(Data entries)
====
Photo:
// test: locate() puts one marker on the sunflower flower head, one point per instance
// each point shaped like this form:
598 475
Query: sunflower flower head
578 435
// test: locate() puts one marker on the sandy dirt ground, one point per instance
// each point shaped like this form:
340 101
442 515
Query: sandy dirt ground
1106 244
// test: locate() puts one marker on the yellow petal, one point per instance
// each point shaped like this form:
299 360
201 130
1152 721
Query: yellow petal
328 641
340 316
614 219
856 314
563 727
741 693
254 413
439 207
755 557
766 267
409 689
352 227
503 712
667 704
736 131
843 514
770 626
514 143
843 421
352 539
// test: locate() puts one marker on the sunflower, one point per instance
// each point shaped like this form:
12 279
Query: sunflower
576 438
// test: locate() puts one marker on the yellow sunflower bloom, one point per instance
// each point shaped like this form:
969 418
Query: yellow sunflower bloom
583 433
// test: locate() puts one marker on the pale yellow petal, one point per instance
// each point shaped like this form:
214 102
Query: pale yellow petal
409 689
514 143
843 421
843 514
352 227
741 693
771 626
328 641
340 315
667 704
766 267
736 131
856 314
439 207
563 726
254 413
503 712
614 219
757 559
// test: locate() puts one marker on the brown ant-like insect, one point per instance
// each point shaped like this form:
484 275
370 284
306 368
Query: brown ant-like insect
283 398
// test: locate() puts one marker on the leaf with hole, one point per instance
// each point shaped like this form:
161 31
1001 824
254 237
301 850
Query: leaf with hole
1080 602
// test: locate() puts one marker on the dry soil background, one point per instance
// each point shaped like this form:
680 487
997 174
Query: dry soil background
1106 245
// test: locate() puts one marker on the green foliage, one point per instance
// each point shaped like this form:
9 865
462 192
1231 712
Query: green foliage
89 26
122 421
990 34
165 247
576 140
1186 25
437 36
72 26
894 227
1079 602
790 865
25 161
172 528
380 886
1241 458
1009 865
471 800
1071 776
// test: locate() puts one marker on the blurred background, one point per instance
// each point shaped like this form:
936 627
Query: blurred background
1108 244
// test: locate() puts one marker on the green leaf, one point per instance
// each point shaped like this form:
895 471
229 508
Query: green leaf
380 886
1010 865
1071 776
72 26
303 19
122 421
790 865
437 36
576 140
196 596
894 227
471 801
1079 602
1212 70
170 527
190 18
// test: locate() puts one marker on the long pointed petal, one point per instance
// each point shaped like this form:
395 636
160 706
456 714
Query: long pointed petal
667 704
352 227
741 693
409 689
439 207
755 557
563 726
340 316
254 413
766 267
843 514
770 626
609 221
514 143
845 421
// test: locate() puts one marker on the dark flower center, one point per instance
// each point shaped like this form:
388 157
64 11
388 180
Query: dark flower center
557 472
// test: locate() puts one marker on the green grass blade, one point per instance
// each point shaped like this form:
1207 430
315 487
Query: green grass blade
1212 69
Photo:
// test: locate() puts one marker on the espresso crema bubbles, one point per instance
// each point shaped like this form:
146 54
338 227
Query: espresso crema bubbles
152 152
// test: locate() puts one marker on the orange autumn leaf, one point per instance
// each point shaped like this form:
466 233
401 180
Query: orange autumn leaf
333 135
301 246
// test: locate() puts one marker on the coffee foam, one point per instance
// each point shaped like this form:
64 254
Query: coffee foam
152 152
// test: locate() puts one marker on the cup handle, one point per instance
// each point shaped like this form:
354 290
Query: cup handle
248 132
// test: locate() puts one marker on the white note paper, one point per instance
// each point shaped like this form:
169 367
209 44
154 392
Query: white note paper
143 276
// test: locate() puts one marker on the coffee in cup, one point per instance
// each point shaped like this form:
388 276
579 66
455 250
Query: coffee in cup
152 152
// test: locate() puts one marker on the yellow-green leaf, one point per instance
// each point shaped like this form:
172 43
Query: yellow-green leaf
====
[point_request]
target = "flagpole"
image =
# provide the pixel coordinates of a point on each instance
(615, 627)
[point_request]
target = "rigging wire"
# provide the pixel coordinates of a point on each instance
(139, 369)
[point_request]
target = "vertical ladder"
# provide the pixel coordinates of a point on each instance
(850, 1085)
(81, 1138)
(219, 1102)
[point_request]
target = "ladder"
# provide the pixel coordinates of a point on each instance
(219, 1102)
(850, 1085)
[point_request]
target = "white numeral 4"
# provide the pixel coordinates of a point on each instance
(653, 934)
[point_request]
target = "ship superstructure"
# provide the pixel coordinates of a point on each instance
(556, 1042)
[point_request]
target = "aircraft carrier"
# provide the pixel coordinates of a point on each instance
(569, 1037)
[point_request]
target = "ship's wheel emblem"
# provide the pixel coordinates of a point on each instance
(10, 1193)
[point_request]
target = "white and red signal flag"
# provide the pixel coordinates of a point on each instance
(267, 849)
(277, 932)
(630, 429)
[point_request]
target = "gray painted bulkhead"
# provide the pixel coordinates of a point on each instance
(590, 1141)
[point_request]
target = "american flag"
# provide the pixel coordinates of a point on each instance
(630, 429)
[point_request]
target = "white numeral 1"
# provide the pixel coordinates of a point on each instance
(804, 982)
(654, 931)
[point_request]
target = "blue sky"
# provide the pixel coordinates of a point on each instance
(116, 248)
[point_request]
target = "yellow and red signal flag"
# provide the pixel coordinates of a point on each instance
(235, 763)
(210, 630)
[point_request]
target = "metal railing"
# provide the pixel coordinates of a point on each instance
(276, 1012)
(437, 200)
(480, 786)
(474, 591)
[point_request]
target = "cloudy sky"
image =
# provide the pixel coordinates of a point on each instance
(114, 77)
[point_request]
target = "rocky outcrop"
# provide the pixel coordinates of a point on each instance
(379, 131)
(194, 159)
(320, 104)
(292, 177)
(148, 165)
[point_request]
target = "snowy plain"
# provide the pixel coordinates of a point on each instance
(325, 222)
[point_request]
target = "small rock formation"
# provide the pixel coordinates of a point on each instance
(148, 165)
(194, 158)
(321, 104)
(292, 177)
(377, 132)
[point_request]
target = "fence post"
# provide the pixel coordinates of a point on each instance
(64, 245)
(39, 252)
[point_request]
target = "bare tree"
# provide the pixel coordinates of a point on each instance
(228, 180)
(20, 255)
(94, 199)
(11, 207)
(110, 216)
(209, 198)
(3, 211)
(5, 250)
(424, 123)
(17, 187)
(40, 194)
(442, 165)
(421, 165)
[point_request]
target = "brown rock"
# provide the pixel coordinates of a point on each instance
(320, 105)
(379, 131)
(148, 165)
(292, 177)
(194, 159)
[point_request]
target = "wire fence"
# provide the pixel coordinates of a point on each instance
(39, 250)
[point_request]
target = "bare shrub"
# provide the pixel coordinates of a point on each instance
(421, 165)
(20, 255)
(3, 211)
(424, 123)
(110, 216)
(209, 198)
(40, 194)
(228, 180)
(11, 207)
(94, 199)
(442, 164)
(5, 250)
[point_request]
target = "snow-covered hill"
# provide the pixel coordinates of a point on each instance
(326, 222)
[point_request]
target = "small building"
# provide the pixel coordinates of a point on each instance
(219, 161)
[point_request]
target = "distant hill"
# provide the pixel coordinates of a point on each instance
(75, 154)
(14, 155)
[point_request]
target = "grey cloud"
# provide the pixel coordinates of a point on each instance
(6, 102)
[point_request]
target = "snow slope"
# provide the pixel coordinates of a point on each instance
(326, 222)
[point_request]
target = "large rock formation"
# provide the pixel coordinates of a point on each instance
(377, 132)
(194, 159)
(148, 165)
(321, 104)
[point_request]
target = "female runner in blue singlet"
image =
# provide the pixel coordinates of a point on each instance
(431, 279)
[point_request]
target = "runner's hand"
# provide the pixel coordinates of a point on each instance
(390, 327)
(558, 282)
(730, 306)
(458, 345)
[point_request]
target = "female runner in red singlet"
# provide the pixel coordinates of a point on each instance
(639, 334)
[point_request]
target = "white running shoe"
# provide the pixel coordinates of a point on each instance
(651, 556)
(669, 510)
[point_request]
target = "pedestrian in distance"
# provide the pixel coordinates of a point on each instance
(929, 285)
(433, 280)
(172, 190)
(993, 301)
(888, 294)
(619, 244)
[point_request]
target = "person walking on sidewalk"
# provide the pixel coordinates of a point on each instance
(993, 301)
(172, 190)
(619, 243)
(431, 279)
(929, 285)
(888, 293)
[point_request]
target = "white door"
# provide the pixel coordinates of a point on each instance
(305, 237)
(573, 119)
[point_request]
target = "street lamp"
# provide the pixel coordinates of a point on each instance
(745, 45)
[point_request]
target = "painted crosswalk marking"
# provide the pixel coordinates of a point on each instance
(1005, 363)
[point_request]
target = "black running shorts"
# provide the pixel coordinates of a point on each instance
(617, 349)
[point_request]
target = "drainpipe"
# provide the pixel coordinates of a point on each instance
====
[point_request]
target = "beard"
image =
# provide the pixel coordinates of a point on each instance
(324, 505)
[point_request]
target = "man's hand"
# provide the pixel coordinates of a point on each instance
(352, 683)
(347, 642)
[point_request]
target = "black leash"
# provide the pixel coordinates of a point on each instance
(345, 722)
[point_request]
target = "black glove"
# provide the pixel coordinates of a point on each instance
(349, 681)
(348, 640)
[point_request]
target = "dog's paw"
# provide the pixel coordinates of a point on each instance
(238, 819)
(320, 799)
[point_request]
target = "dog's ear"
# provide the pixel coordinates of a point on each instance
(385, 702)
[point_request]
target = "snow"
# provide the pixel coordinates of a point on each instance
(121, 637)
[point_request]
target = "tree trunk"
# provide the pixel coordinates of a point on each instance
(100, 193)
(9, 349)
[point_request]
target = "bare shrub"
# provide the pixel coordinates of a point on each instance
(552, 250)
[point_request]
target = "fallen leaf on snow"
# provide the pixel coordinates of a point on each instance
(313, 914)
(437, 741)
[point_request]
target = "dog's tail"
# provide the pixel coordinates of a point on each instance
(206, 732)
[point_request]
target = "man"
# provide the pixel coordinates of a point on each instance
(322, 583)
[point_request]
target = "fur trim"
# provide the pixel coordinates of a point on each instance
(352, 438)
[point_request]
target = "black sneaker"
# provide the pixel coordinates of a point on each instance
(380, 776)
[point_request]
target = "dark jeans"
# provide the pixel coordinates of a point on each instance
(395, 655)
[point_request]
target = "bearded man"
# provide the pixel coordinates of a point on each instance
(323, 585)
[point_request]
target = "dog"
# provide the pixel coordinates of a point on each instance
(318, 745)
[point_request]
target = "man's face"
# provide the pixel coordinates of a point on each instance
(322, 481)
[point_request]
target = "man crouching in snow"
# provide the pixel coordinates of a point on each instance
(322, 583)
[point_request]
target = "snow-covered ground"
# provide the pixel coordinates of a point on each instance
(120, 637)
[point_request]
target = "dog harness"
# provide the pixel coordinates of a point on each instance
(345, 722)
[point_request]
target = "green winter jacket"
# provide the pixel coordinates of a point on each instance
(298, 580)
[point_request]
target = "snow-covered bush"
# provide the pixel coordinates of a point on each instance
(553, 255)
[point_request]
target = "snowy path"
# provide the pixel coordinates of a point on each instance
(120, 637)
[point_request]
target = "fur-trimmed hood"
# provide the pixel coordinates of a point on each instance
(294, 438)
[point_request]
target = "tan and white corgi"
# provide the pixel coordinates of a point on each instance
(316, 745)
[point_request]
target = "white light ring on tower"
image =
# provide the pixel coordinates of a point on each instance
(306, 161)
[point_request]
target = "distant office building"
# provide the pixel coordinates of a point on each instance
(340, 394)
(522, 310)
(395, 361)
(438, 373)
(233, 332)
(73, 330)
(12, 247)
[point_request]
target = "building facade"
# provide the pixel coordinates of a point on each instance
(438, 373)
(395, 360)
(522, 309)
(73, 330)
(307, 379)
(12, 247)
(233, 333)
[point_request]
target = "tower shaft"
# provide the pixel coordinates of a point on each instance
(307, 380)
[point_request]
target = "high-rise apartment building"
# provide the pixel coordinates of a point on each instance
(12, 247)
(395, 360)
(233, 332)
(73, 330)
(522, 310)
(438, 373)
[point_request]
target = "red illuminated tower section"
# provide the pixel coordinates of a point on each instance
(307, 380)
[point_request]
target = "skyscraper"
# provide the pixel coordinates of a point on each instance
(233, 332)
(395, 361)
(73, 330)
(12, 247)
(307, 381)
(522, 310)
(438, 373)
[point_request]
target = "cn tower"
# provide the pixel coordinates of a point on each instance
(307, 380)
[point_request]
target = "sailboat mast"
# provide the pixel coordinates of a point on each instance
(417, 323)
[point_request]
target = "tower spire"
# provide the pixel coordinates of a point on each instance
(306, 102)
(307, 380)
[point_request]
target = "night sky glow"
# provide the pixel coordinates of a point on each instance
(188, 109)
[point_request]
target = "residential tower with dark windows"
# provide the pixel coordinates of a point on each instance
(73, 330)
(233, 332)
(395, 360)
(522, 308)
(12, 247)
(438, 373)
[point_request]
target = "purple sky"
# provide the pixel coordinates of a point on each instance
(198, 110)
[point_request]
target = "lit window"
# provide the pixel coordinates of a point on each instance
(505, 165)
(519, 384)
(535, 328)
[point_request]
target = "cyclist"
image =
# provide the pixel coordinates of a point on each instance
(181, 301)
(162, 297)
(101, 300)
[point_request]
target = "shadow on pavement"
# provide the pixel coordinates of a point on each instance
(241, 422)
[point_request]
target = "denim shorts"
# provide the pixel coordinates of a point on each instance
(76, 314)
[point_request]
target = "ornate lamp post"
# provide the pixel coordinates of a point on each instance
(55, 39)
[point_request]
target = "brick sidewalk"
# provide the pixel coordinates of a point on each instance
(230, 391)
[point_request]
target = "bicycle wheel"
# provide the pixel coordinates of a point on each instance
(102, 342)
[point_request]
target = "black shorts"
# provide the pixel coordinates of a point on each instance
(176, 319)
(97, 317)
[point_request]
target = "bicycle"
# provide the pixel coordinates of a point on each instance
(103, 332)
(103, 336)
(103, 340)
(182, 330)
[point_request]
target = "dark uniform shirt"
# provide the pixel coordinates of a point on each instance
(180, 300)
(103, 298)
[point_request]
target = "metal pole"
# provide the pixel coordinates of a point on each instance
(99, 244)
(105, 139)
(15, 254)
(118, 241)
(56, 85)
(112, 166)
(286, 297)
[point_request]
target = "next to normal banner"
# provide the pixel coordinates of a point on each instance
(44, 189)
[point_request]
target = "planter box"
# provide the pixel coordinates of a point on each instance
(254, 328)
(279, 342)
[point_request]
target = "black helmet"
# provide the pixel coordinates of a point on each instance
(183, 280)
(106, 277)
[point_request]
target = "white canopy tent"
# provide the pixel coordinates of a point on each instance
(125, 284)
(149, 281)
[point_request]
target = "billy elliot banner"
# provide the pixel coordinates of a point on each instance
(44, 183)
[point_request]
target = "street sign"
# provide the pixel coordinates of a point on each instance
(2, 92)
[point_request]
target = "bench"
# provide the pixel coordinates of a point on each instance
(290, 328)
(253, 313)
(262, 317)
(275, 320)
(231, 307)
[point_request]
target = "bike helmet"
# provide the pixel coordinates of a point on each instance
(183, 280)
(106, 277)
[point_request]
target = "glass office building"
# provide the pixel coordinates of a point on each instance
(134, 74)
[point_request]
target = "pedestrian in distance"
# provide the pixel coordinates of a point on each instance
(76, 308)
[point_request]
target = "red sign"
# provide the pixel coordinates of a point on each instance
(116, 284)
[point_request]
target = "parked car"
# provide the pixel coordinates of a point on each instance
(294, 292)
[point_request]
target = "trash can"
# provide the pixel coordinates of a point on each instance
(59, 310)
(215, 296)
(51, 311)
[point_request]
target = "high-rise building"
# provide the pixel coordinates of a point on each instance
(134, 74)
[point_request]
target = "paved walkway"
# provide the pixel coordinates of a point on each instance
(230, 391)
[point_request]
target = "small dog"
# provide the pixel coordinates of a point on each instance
====
Reproduce word for word everything in the material from the line containing "foam, one point per instance" down to the line containing "Query: yellow-green leaf", including both of those lines.

### Task output
// test: locate() puts one marker on the coffee foam, one point per instance
// each point shaped like this form:
64 254
Query: coffee foam
152 152
// test: locate() puts one marker on the cup handle, one point per instance
// each point shaped like this form:
354 290
Query: cup handle
248 132
// test: locate() puts one marker on the white note paper, one point per instance
// each point shaped like this form:
169 367
209 44
154 392
Query: white note paper
143 276
// test: locate() puts one marker on the coffee in cup, one point per instance
// each point shaped like this form:
388 276
579 66
455 250
Query: coffee in cup
152 152
// test: locate() puts one marker on the yellow-green leaf, one point per instance
// each point shaped like this form:
172 43
Query: yellow-green leaf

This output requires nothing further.